>> BEGIN

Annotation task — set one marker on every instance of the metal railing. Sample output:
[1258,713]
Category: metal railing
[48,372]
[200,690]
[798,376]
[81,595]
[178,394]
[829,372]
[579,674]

>> END
>> BEGIN

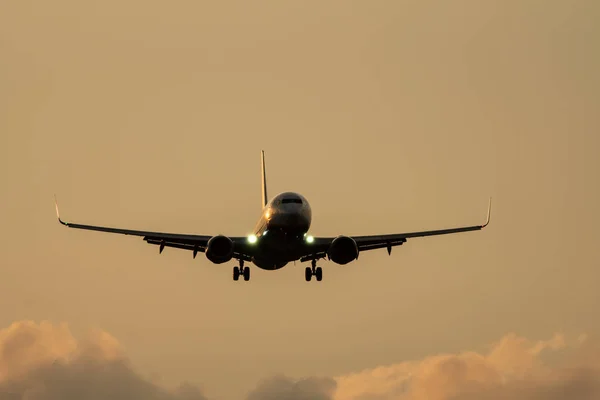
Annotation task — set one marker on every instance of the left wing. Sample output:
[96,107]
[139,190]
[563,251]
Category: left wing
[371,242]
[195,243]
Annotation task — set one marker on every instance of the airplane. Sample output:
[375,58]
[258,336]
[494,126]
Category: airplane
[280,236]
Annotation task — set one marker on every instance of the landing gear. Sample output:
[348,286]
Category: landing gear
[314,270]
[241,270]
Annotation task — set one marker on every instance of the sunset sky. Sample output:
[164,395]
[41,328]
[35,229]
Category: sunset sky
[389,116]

>> END
>> BEGIN

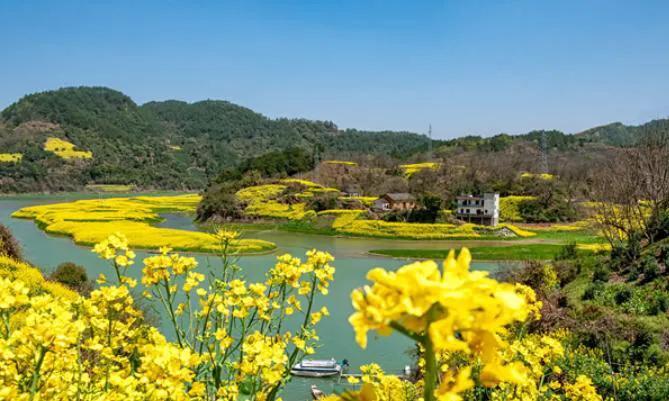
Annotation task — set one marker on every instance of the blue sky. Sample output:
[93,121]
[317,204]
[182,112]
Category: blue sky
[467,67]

>> END

Collect every line from the three blocks of entries above that contains the word "Sample", copying each line in full.

Annotation task — set one marker on every instance of the metal railing. Sample output:
Annotation task — set one marker on every instance of the left wing. Sample output:
Annotation task — set one marker on every instance of the airplane. Sample output:
Annotation task — set one marker on every instance of the landing gear. Sample output:
Annotation task — set one marker on every instance of the sunset sky. Sample output:
Annotation task — set one marker on every instance of the blue sky. Sample output:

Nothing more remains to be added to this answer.